■ TESTO PROPOSTO
◇ ◇ ◇
Memoria esistente alla British Library – sezione manoscritti – Nelson Papers – foreign correspondence – Vol. VII – Additional 34947 – pag. 52 e retro.

Quirante ci porta nelle stanze che l’illustre medico frequentò, a contatto con personaggi eminenti suoi contemporanei, per spiegare una trasformazione possibile se è vero, per dirla con Goethe, che «nella vita tutto è metamorfosi, dalle piante agli animali fino all’essere umano».
Al di là del racconto, però, il romanzo di Quirante va letto e accolto anche come ulteriore invito a una storiografia, da anni e anni neghittosa (a parte gli studi precisi e scrupolosi di Mario Battaglini), a rileggere, con il necessario distacco, che deve avere la Musa Clio, e oltre la retorica tutti i fatti, le passioni, i lutti, le ansie e le aspirazioni che si susseguirono nei mesi brevi di quella Repubblica che un altro scrittore non italiano, Jean-Nöel Schifano, citando il dizionario Robert, definisce “astorica parodia della rivoluzione francese” e, di tasca sua, una “buffa e assolutamente abracadabresca parentesi franco-napoletana”.
Schifano nel suo “Dizionario appassionato di Napoli” (edizioni ilmondodoidusuk) è tranchant quando parla di idealismo fanatico «di una manciata di aristocratici napoletani, distanti, ricchi e disimpegnati, in  cerca dei loro ruoli da Danton, Robespierre, Lucile Desmoulins, perché Napoli adottasse una rivoluzione in blu, rosso e giallo, come a voler calzare degli stivaletti alla moda d’Oltralpe».
◇ ◇ ◇
■ MATERIALE FORNITO

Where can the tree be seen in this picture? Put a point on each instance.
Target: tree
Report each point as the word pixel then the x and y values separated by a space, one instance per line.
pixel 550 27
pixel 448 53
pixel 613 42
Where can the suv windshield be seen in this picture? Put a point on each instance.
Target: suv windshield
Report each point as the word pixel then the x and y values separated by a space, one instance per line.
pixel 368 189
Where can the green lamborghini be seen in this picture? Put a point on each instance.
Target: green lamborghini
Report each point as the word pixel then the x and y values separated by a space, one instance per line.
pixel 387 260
◇ ◇ ◇
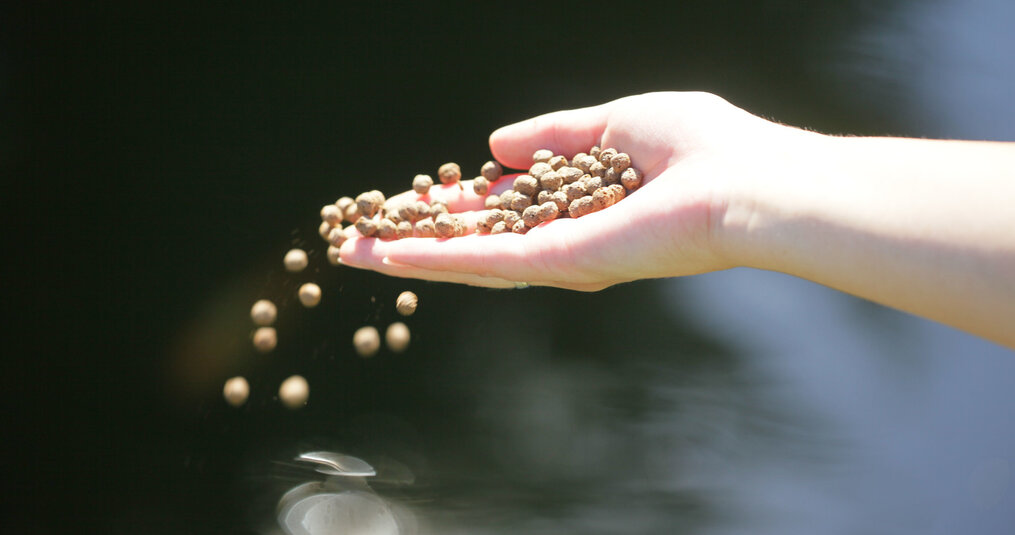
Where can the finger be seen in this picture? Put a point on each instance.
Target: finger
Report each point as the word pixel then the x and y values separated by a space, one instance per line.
◇ ◇ ◇
■ CONSEGNA 1
Secondo il testo proposto, che cosa la storiografia è invitata a rileggere dei mesi di quella Repubblica? Elenca tutte le voci.
■ CONSEGNA 2
Riscrivi in forma più breve il paragrafo del testo proposto che comincia con «Al di là del racconto», conservandone le informazioni principali.
I record sono materiale a sé e non fanno parte del testo proposto.

■ SPAZIO RISPOSTA 1
i fatti
le passioni
i lutti
le ansie
le aspirazioni

■ SPAZIO RISPOSTA 2
Oltre al racconto, il romanzo di Quirante invita la storiografia a rileggere con distacco e senza retorica i fatti, le passioni, i lutti, le ansie e le aspirazioni dei brevi mesi di quella Repubblica. Da anni la storiografia è rimasta inerte, a parte gli studi di Mario Battaglini. Jean-Nöel Schifano, citando il dizionario Robert, definisce quella Repubblica "astorica parodia della rivoluzione francese". Di suo la chiama "buffa e assolutamente abracadabresca parentesi franco-napoletana".